**Provided records**
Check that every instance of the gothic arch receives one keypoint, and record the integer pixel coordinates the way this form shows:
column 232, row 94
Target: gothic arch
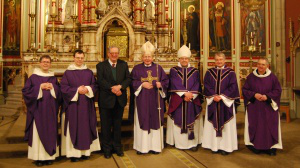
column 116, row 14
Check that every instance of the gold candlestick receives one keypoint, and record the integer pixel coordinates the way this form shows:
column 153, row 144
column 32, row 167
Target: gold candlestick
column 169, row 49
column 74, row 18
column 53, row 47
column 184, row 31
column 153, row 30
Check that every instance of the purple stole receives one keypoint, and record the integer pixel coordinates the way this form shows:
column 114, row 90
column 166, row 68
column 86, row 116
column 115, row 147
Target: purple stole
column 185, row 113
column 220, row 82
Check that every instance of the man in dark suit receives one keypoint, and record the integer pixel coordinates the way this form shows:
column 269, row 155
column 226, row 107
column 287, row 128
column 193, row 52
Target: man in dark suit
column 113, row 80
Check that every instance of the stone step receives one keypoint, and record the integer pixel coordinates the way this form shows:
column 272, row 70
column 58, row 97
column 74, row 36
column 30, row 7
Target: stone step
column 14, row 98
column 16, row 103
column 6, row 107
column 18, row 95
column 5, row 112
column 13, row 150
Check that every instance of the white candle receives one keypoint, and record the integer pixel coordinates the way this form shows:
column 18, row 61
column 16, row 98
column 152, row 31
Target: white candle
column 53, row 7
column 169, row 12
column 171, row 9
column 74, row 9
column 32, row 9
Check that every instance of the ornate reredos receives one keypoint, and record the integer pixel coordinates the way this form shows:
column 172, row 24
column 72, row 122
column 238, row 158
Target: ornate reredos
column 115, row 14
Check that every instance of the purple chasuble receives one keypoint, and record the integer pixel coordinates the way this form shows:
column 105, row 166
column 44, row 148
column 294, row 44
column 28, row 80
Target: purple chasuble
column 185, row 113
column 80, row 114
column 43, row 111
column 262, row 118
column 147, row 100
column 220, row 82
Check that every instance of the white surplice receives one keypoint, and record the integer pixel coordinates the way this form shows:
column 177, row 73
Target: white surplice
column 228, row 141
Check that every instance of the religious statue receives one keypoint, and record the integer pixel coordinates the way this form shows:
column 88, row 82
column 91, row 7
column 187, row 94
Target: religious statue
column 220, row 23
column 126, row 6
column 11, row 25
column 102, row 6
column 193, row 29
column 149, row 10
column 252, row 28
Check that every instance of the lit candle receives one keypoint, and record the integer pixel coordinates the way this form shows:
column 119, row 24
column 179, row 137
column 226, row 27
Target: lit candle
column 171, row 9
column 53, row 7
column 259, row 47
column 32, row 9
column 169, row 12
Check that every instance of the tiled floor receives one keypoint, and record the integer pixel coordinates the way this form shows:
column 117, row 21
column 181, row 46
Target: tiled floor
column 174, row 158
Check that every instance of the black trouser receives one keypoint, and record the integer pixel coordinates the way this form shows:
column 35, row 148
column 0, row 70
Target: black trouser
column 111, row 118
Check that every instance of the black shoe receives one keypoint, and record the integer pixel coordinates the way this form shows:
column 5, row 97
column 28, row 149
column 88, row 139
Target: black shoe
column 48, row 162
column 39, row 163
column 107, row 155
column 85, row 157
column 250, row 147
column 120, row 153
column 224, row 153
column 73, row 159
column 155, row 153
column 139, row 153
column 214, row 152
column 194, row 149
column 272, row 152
---
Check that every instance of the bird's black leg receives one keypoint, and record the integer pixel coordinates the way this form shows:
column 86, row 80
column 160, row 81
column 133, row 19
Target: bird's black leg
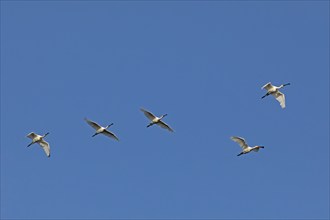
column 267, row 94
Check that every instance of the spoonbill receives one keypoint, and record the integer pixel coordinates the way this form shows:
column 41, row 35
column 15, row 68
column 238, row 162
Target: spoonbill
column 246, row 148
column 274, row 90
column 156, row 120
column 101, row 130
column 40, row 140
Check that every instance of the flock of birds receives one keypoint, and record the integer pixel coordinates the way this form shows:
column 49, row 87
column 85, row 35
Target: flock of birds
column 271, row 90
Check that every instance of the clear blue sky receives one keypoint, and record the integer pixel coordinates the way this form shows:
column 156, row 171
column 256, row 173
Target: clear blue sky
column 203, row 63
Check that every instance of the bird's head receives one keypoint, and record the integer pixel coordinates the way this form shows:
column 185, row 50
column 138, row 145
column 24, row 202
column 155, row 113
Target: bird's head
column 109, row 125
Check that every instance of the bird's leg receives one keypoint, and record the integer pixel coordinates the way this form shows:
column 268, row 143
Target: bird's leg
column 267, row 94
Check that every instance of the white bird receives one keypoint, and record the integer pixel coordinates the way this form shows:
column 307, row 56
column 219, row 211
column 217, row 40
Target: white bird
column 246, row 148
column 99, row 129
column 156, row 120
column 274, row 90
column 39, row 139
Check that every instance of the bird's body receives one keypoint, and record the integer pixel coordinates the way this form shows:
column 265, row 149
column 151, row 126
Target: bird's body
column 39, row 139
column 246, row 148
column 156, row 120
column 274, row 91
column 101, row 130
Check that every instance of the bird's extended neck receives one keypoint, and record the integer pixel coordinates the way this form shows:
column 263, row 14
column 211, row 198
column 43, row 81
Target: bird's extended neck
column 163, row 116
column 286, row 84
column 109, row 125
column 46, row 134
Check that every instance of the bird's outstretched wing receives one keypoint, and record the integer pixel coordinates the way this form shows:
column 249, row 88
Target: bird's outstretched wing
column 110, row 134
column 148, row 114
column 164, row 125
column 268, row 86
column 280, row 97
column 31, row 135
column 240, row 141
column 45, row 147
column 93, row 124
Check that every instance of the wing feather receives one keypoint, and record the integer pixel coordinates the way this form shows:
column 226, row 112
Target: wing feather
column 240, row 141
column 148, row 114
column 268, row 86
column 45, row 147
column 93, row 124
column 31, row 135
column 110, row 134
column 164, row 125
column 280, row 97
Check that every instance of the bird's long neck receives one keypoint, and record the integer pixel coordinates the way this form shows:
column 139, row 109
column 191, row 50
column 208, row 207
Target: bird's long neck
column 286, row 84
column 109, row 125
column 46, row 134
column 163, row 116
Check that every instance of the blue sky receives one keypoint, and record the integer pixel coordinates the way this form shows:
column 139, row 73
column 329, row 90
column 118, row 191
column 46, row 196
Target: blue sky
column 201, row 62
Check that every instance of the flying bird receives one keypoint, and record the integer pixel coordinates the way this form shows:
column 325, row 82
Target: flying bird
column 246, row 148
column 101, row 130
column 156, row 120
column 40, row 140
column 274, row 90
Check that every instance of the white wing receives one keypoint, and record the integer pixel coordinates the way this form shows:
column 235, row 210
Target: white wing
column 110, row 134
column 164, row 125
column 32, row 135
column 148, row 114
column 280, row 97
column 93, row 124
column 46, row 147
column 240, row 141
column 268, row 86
* * *
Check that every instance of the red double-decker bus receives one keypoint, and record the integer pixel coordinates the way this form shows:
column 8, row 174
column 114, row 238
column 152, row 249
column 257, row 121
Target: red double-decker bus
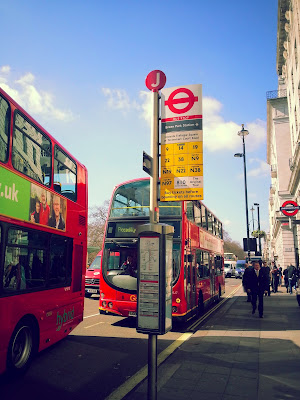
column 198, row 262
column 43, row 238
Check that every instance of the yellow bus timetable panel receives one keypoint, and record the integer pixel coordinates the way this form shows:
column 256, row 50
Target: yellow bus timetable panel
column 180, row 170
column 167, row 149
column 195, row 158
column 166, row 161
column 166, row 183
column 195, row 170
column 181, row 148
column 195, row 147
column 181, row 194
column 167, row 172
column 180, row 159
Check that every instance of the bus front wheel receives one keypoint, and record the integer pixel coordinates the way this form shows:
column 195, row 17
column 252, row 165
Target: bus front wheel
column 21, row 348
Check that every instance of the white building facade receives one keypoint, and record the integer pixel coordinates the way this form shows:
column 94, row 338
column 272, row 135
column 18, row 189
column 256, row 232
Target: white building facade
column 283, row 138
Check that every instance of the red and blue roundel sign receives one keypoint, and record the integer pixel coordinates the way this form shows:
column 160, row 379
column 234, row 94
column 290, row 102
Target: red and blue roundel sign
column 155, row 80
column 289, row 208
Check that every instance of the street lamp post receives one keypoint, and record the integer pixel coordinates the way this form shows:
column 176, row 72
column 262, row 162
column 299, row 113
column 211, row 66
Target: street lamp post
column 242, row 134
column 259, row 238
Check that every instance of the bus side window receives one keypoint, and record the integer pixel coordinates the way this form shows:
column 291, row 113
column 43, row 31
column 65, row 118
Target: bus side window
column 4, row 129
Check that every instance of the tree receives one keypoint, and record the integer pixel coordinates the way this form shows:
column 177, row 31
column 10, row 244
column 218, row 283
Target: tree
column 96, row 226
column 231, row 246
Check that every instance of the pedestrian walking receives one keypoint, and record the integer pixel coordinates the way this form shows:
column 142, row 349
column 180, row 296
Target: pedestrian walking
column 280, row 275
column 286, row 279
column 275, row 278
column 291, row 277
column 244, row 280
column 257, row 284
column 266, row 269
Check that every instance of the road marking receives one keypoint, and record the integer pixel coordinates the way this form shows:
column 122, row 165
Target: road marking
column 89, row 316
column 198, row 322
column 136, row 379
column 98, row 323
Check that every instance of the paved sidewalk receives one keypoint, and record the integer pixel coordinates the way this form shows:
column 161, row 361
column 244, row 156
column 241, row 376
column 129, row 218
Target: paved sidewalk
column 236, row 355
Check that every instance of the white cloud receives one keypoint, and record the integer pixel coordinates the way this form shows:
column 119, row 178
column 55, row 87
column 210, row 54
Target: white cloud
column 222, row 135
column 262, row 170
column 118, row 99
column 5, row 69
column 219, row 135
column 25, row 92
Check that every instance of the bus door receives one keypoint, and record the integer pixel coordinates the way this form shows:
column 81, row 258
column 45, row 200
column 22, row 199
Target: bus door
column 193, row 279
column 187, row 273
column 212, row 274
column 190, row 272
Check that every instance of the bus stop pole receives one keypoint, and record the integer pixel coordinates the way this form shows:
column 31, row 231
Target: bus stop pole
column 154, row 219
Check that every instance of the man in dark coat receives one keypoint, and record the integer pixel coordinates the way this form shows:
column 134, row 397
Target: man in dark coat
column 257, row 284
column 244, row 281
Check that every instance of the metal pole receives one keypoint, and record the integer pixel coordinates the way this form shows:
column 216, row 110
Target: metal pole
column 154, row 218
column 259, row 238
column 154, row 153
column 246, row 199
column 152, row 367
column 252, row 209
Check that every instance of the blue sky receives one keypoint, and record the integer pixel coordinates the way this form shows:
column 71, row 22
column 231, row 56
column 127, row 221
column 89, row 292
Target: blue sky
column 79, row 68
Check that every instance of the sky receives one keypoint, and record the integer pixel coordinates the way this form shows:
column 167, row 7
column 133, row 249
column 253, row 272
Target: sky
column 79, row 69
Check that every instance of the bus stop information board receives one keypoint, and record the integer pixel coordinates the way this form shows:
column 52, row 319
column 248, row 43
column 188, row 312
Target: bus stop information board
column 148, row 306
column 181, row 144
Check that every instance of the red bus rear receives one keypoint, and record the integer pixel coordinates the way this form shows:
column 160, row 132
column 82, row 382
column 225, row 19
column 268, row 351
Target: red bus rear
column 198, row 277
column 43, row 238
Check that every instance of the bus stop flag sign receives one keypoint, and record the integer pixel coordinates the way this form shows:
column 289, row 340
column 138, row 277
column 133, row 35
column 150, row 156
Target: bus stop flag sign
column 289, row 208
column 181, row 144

**Your objective**
Locate every line of the material above that contains the word "extended", and copy each of those lines.

**Task response**
Check that every instance of the bird's extended neck receives one keypoint, and record the integer pixel coordinates the way this form shows:
Target: bird's extended neck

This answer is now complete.